== Document segment

The complete genome of strain ICN-92133T was smaller than those of M. massiliensis DSM 102838T and P. arboris DSM 2179T, which could be the basis for the relatively fewer ranges of enzymatic and fermentation activities (Tables 1, 4). In electron microscopic observations of strain ICN-92133T, we found granular cytoplasmic inclusions in strain ICN-92133T (Fig. 2b). Although the contained substances have not been verified in this study, they can be assumed to be a kind of energy storage based on the results of studies that P. arboris DSM 2179T has carbohydrate-containing granules40. In addition, we investigated potential virulence and antibiotic resistance genes within the complete genome of strain ICN-92133T to predict its pathogenicity because the strain was isolated from fecal specimens of a patient with Crohn’s disease (Table 4). Based on the strain ICN-92133T results showing high MIC values for vancomycin in vitro, the resistance might be derived from efflux pumps and reduced binding affinity to vancomycin. Our results also included several housekeeping proteins in the VFDB results, such as EF-Tu and GLoEL, which may play a role in the moonlighting functions in certain species49,50. However, it is necessary to confirm whether the detected genes in strain ICN-92133T are expressed in the host and show pathogenicity through further research.

In conclusion, we propose strain ICN-92133T obtained through culturomics as a type species Selenobaculum gbiensis sp. nov., of a new genus Selenobaculum within the family Selenomonadaceae, according to the taxonogenomic results, including MALDI-TOF MS spectra, morphology, phenotypic properties, phylogenetic analysis, FAME composition, ANI, and dDDH calculation.

====
== Dataset records

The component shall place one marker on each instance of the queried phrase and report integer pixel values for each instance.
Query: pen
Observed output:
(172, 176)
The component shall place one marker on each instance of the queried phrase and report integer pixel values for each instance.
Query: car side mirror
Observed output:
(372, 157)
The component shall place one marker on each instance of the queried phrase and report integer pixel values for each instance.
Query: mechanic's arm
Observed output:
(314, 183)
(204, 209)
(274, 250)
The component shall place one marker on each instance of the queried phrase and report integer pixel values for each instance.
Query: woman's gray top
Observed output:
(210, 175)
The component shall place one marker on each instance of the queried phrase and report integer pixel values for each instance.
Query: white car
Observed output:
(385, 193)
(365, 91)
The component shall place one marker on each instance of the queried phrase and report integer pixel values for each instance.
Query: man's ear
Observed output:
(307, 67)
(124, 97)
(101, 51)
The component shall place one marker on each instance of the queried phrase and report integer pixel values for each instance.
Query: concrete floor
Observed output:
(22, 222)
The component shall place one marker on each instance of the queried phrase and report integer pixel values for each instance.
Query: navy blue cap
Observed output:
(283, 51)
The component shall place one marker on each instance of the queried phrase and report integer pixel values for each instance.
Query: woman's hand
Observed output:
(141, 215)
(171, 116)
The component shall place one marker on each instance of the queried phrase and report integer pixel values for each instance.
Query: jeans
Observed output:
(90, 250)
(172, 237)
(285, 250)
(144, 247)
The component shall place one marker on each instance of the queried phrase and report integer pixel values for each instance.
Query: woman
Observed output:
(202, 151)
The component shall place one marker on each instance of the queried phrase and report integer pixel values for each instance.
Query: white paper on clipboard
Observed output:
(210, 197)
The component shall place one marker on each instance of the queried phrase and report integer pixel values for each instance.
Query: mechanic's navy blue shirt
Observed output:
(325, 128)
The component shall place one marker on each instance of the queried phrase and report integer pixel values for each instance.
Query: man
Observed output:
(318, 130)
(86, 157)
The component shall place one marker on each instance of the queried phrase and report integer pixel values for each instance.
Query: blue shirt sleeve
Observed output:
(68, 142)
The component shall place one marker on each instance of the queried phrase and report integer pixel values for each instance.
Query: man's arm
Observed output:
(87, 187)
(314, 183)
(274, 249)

====

* [Work task A] Edit the passage on strain ICN-92133T and write out the part that opens with the words containing "In conclusion, we" and closes with "and dDDH calculation.", putting "metagenomic sequencing" in place of "culturomics".
* [Work task B] Pick up the passage on strain ICN-92133T after its last sentence and keep writing.

* [Output A]
In conclusion, we propose strain ICN-92133T obtained through metagenomic sequencing as a type species Selenobaculum gbiensis sp. nov., of a new genus Selenobaculum within the family Selenomonadaceae, according to the taxonogenomic results, including MALDI-TOF MS spectra, morphology, phenotypic properties, phylogenetic analysis, FAME composition, ANI, and dDDH calculation.

* [Output B]
Description of Selenobaculum gen. nov.

Selenobaculum (Se.le.no.ba.cu.lum. N.L. fem. pl. n. Selenomonadaceae, a bacterial family name; L. neut. n. baculum, a stick, staff, rod; N.L. neut. n. Selenobaculum, a rod-shaped bacterium that belongs to the family Selenomonadaceae). Cells are gram-negative rods with rounded ends, obligately anaerobic, motile with flagellum, oxidase, and catalase negative. The type species is Selenobaculum gbiensis.

Description of Selenobaculum gbiensis gen. nov., sp. nov.

Selenobaculum gbiensis (g.bi.en’sis. N.L. masc. adj. gbiensis for the acronym of Green-Bio Institute, where the type strain was isolated). Cells grow at 26–37 °C, pH 6.5–8.5, a salinity of less than 0.5%, and the size was 0.4–0.5 × 1.6–3.2 μm. After 2 days of incubation at 37 °C in anaerobic conditions, colonies that were creamy and circular forms less than 1 mm in diameter were observed on mGAM agar. Among the 19 enzymatic activities tested in the API ZYM system, a positive reaction was observed for pyroglutamyl aminopeptidase, alkaline phosphatase, esterase (C4), esterase lipase (C8), leucine arylamidase, acid phosphatase, and naphtol-AS-BI-phosphohydrolase. In API 20A and API 50CH tests, it was observed to be utilized glycerol, d-ribose, d-adonitol, d-glucose, d-fructose, d-mannose, and d-mannitol as carbon sources. In contrast, utilization for other substrates was not observed. The primary cellular fatty acids were C17:1,cis-9 and C18:1,cis-9. The type strain ICN-92133T was first isolated from a patient’s stool with Crohn’s disease, and its genome was found to be 2,679,003 base-pair lengths and 35.5 mol% of GC contents. Strain ICN-92133T has been deposited at Korean Collection for Type Cultures (KCTC) and the Japan Collection of Microorganisms (JCM) under the numbers KCTC 25622T and JCM 36070T, respectively.